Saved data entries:

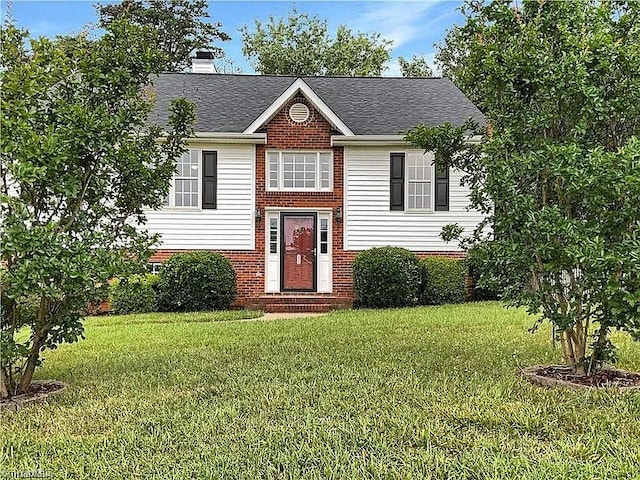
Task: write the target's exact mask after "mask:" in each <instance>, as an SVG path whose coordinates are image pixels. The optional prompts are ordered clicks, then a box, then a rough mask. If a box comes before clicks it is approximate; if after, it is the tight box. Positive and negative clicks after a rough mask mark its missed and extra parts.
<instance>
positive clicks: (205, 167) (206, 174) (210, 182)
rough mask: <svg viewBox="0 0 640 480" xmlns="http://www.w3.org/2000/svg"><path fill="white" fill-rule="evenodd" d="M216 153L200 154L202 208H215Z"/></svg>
mask: <svg viewBox="0 0 640 480" xmlns="http://www.w3.org/2000/svg"><path fill="white" fill-rule="evenodd" d="M217 196H218V152H202V208H216V207H217Z"/></svg>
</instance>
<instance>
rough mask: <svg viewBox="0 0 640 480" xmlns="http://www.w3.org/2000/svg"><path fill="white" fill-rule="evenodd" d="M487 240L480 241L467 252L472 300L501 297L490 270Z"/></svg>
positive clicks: (488, 247) (496, 297) (497, 298)
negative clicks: (472, 283)
mask: <svg viewBox="0 0 640 480" xmlns="http://www.w3.org/2000/svg"><path fill="white" fill-rule="evenodd" d="M490 248H491V244H490V243H489V242H485V243H480V244H478V245H476V246H474V247H473V248H471V249H469V251H468V252H467V258H466V261H467V265H468V267H469V276H470V277H471V278H472V279H473V285H474V291H473V297H474V300H498V299H500V298H501V297H502V290H501V289H500V287H499V285H498V282H497V281H496V279H495V277H494V276H493V274H492V272H491V266H492V264H491V263H490V262H491V260H490V259H489V258H490Z"/></svg>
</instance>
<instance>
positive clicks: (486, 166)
mask: <svg viewBox="0 0 640 480" xmlns="http://www.w3.org/2000/svg"><path fill="white" fill-rule="evenodd" d="M463 11H464V13H465V15H466V17H467V22H466V24H465V25H464V26H462V27H456V29H454V31H453V32H450V33H449V35H448V36H447V38H446V41H445V44H444V45H443V46H441V48H440V60H441V61H445V62H448V63H445V65H444V69H443V70H444V71H445V72H446V71H449V72H453V73H454V75H453V80H454V81H455V82H456V83H457V84H458V86H459V87H460V88H461V89H462V90H463V91H468V92H472V94H473V96H474V98H475V100H476V102H477V103H478V105H479V107H480V108H481V109H482V110H483V111H484V113H485V114H486V116H487V117H488V122H489V123H488V125H489V128H488V129H487V130H488V133H489V134H488V135H487V134H485V133H486V132H482V131H479V130H478V129H477V125H474V124H473V123H471V122H468V123H467V124H465V125H463V126H458V127H454V126H452V125H442V126H438V127H434V128H429V127H425V126H419V127H417V128H415V129H414V130H413V131H411V132H410V133H409V134H408V135H407V139H408V140H409V141H410V142H411V143H413V144H415V145H417V146H420V147H422V148H424V149H426V150H433V151H435V152H436V161H437V162H440V163H442V164H443V165H448V166H451V167H455V168H459V169H461V170H462V171H464V172H466V174H465V175H464V177H463V182H464V183H465V184H466V185H468V186H469V187H470V190H471V204H472V206H473V207H474V208H477V209H479V210H480V211H482V212H484V213H485V214H487V217H486V221H485V222H483V223H482V224H481V225H480V226H479V227H478V228H477V229H476V231H475V233H474V235H472V236H470V237H469V236H467V237H466V238H464V237H461V234H462V231H461V229H460V228H459V227H458V226H456V225H450V226H448V227H447V228H445V230H444V231H443V236H444V237H445V238H447V239H451V238H454V237H458V238H460V239H461V240H462V241H463V243H464V244H465V245H467V246H468V245H470V244H473V243H477V242H478V241H480V240H482V239H487V237H489V235H487V232H488V231H489V232H491V235H490V237H491V241H490V242H488V243H487V244H486V249H487V252H488V253H489V258H490V265H491V266H492V270H493V271H492V272H491V274H492V275H491V276H492V277H493V279H495V280H498V282H499V283H500V284H501V286H503V287H504V288H505V291H504V297H505V299H506V300H508V301H510V302H511V303H512V304H513V305H524V306H526V307H527V308H528V310H529V312H530V313H532V314H536V315H537V316H538V318H539V321H538V322H537V323H536V326H537V325H539V324H540V322H541V321H543V320H548V321H550V322H551V323H552V325H553V327H554V336H555V338H556V339H557V340H558V341H559V342H560V345H561V347H562V354H563V357H564V360H565V362H566V363H567V364H568V365H569V366H571V368H572V369H573V370H574V372H575V373H576V374H579V375H591V374H593V373H594V372H596V371H597V370H598V369H599V368H600V367H601V366H602V365H603V364H605V363H613V362H614V361H615V360H616V353H615V348H614V345H613V344H612V343H611V339H610V333H611V332H612V331H613V330H621V331H625V332H628V333H629V334H631V335H632V336H633V338H635V339H636V340H638V339H640V138H639V137H638V133H639V132H640V4H639V3H635V2H624V1H621V2H591V1H577V2H538V1H535V2H533V1H531V2H528V1H525V2H524V3H523V4H522V6H521V7H517V6H515V5H514V4H513V2H510V1H500V2H493V3H491V4H484V3H483V2H469V3H467V4H466V6H465V8H464V9H463ZM474 135H481V136H482V140H481V141H480V142H479V143H473V142H471V143H469V142H468V141H469V140H471V139H472V138H473V136H474Z"/></svg>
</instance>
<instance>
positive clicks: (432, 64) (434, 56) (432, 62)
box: [382, 52, 442, 77]
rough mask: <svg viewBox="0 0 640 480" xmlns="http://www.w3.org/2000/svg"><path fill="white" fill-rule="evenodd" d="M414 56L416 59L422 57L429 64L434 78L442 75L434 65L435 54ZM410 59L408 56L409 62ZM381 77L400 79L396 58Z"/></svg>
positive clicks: (400, 71)
mask: <svg viewBox="0 0 640 480" xmlns="http://www.w3.org/2000/svg"><path fill="white" fill-rule="evenodd" d="M415 55H416V56H418V57H424V58H425V59H426V60H427V62H428V63H429V66H430V67H431V70H432V71H433V75H434V76H435V77H439V76H441V75H442V71H441V70H440V69H439V68H436V64H435V60H436V54H435V53H434V52H430V53H416V54H415ZM401 56H402V55H401ZM410 59H411V57H410V56H408V57H407V60H410ZM382 76H384V77H401V76H402V70H400V63H399V62H398V59H397V58H394V59H392V60H391V61H390V62H389V63H388V64H387V68H386V69H385V71H384V72H382Z"/></svg>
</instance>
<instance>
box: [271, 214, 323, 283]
mask: <svg viewBox="0 0 640 480" xmlns="http://www.w3.org/2000/svg"><path fill="white" fill-rule="evenodd" d="M280 224H281V226H282V235H281V242H282V248H281V249H280V252H281V258H280V268H281V275H280V278H281V282H282V291H300V292H305V291H306V292H314V291H315V290H316V214H315V213H283V214H281V223H280Z"/></svg>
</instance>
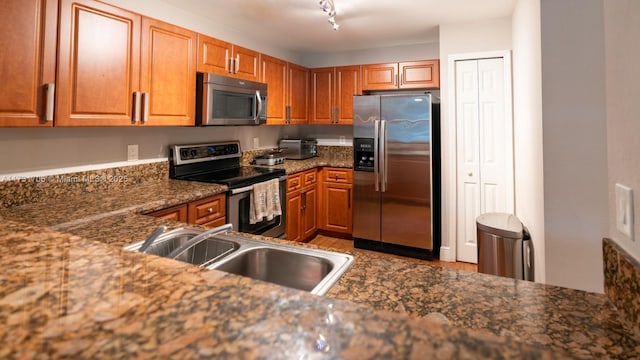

REQUIRED WORK: Please show every line of the material above that contains the word "clicks", copying each one in full.

TASK SOLUTION:
Task: write the target's exact mask after "mask:" in each <instance>, as an SVG path whose coordinates are image pixels. The optional prompts are ordered clicks, then a box, then a rough mask. If a box comes before clicks it is approximate; if after, it is the tight box. Positive and negative clicks after a rough mask mark its missed and extra parts.
positive clicks: (205, 167) (206, 174) (210, 182)
positive clicks: (488, 247) (496, 297) (497, 298)
negative clicks: (472, 283)
positive clicks: (486, 166)
positive clicks: (432, 64) (434, 56) (432, 62)
positive clicks: (400, 71)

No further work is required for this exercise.